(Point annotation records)
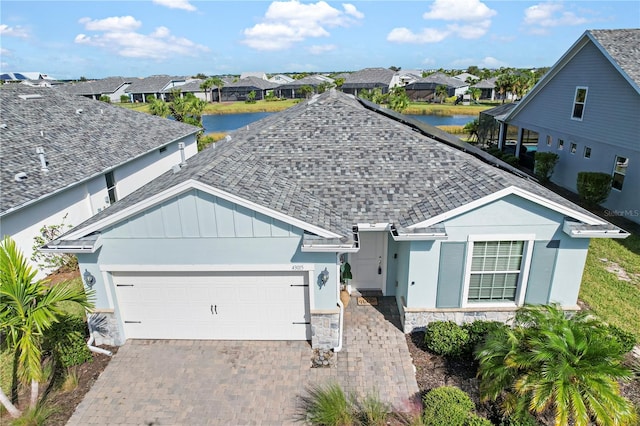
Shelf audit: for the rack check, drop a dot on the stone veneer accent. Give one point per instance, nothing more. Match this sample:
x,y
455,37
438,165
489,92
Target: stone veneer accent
x,y
104,326
325,329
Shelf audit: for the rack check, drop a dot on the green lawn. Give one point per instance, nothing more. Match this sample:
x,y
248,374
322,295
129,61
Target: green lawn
x,y
615,301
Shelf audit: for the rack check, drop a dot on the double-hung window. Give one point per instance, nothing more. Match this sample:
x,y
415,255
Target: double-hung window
x,y
579,103
497,270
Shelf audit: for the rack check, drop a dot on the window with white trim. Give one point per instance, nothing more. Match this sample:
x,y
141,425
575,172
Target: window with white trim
x,y
495,270
619,172
579,101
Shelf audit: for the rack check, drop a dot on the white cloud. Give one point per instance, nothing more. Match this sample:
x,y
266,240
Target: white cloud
x,y
114,23
117,34
474,15
320,49
541,17
177,4
291,22
7,31
427,35
459,10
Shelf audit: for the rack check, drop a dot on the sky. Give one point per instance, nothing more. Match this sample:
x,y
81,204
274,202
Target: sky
x,y
97,39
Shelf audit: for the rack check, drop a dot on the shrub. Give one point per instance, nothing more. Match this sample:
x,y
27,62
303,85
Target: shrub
x,y
626,340
326,405
66,340
446,338
478,331
594,187
447,406
544,164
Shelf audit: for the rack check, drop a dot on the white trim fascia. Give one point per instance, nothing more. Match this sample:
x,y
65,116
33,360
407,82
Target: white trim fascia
x,y
523,275
294,267
329,249
512,190
189,185
382,226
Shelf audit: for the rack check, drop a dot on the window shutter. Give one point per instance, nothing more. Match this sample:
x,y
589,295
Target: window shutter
x,y
543,261
451,275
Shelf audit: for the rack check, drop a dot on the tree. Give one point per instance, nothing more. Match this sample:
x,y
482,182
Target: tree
x,y
441,92
159,107
549,361
398,99
28,307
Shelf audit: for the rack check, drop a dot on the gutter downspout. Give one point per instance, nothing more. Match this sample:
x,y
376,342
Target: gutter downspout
x,y
341,327
95,348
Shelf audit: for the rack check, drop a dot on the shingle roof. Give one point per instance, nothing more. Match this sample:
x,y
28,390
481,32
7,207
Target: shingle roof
x,y
369,76
252,82
94,87
77,145
624,47
153,84
334,163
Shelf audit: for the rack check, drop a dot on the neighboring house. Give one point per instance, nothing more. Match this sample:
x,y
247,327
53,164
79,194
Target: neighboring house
x,y
22,76
255,74
424,89
281,79
292,90
112,87
586,109
246,241
65,157
370,79
239,90
155,86
487,88
191,86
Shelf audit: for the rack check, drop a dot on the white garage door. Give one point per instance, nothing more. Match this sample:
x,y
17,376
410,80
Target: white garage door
x,y
214,305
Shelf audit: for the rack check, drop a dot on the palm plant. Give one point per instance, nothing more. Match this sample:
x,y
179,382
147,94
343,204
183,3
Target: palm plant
x,y
548,361
28,307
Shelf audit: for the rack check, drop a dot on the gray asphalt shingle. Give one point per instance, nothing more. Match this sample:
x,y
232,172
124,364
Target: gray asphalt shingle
x,y
334,163
77,145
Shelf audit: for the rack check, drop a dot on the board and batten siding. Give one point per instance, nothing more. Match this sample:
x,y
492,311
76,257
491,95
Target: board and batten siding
x,y
197,228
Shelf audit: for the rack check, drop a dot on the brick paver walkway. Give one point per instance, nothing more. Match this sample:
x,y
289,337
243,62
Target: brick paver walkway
x,y
154,382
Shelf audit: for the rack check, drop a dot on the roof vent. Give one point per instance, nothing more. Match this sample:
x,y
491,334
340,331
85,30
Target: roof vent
x,y
31,96
43,161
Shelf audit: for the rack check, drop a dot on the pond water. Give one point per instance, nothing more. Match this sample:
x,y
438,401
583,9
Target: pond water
x,y
229,122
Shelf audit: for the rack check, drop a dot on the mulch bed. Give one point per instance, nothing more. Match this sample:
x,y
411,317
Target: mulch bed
x,y
433,371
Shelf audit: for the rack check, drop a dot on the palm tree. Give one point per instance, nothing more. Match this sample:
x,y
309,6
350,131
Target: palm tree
x,y
548,361
28,307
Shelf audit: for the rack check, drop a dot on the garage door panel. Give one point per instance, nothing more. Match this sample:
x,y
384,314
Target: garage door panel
x,y
205,305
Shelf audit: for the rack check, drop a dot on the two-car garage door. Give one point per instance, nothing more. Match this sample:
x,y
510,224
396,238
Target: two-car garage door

__PROBLEM__
Print all of the entries word for word. Omit the pictures they contain.

__COMPLETED TASK__
Shelf audit: for the rack check, drop a dot on the stone veneer accent. Give one point per instance, nothing more. Match this sample:
x,y
455,37
438,165
489,92
Target: stone veneer accent
x,y
104,326
325,329
Shelf audit: for the rack check, drop a dot on the green lawn. Give one point per instance, nothing more. Match this sample:
x,y
248,374
322,295
129,61
Target: green lawn
x,y
615,301
Shelf audit: for the rack check, drop a dot on the double-hung window. Give one point per instance, nothing more. Match this sample:
x,y
415,255
Target: double-hung window
x,y
579,103
497,270
Shelf audit: for the rack check, drop a dot on the window with white trim. Give one point per instance, nothing more. Match this sample:
x,y
141,425
575,172
Target: window with white trim
x,y
495,270
619,172
579,101
Shelf audit: for the rack check, drop a dot on the white cloud. Give one point per instance, nothing more. Match this sample:
x,y
266,240
Target: white cloud
x,y
114,23
117,34
474,15
320,49
541,17
177,4
291,22
7,31
427,35
459,10
Shelf audit: for the rack check, drop a dot on the sky. Give one point per instance, nothing more. Match this sample:
x,y
81,204
274,202
Target: sky
x,y
97,39
Shelf audit: for the rack check, drop a dot on the shrub. Give one point per instance, nothing more. Match this sample:
x,y
27,62
303,85
Target: shrub
x,y
626,340
326,405
66,340
446,338
478,331
594,187
447,406
544,164
Shelf audit: for the rack check, drop a dot on the white trim fascia. Give one point per instance, nothing more. Match this sample:
x,y
65,116
33,360
407,82
Target: white trim fascia
x,y
523,275
294,267
329,249
512,190
189,185
382,226
Shelf audit: for the rack check, drop a dot on the window shutter. Give one point per instance, nothing more. Match this sample:
x,y
589,295
Target: window shutter
x,y
543,261
451,275
Shelf audit: for the rack check, drop a dot on the tree. Give one point per instance, nothing more. Match this sample:
x,y
482,182
Target: tree
x,y
441,92
159,107
549,361
398,99
28,307
Shelf audit: for the rack check, drop a dot on the gutter downspout. Give one point per instance, nothing more. Match this sample:
x,y
376,342
Target: gutter downspout
x,y
341,327
95,348
Shelf audit: for the rack check, drop a dot on the shingle roof. Give one point per instance, nothing more. Match this sample:
x,y
28,390
481,32
7,207
Target: shingle roof
x,y
369,76
252,82
94,87
77,145
624,47
153,84
334,163
Shelf audit: for the rack check, drop a dot on the neighboring house. Give one point per instance, nothing more. Match this sample:
x,y
247,327
53,164
79,194
Target: neighboring house
x,y
22,76
255,74
424,89
281,79
292,90
112,87
586,109
246,241
65,157
370,79
239,90
155,86
487,88
191,86
Shelf audit: for the rack check, drop a dot on the white garage door. Give one point per instance, nothing more. Match this sample:
x,y
17,376
410,80
Target: white garage door
x,y
214,305
Shelf audit: for the rack check, drop a dot on the palm plant. Give one point per instance, nothing more. Match this sample:
x,y
179,382
147,94
343,204
183,3
Target: palm plant
x,y
548,361
28,307
Shelf audit: for the rack check, drop a dot on the gray asphalt shingle. Give one point per instance, nothing more. Match this sample:
x,y
232,172
124,364
Target: gray asphalt shingle
x,y
334,163
77,145
Shelf audit: for the rack check, drop a dot on the board and batten siding. Give one point per instance, nothing more. Match this sample:
x,y
492,311
76,257
491,95
Target: board and batten siding
x,y
197,228
Shelf audit: for the rack check, drop a dot on the brick paver walkway. Give one point per instance, nothing more. Match this sample:
x,y
289,337
243,62
Target: brick paver walkway
x,y
154,382
Shelf audit: for the rack check, drop a dot on the roof vent. Give one point per instance, nothing more. Match this sample:
x,y
491,334
340,331
85,30
Target: roof vent
x,y
31,96
43,161
Shelf audit: for the rack check, drop a dot on the pond water. Give one point per instance, nothing more. Match this sample:
x,y
438,401
583,9
Target: pond water
x,y
229,122
Shelf audit: for the rack check, drop a dot on the mulch bed. Give one point per instance, nothing more. Match this sample:
x,y
411,317
Target: mulch bed
x,y
433,371
Shelf audit: for the rack check, drop a dot on the palm tree. Give one point per instance, nothing more. Match this sample:
x,y
309,6
350,131
Target: palm tree
x,y
548,361
28,307
Shelf audit: for the rack check, drop a dot on the garage door panel. Give one point per instance, nothing more. Match this sample:
x,y
384,314
Target: garage door panel
x,y
205,305
Shelf audit: for the rack check, drop a dot on the two-car garage door. Give one point per instance, nothing more. Match this sample:
x,y
510,224
396,238
Target: two-car garage door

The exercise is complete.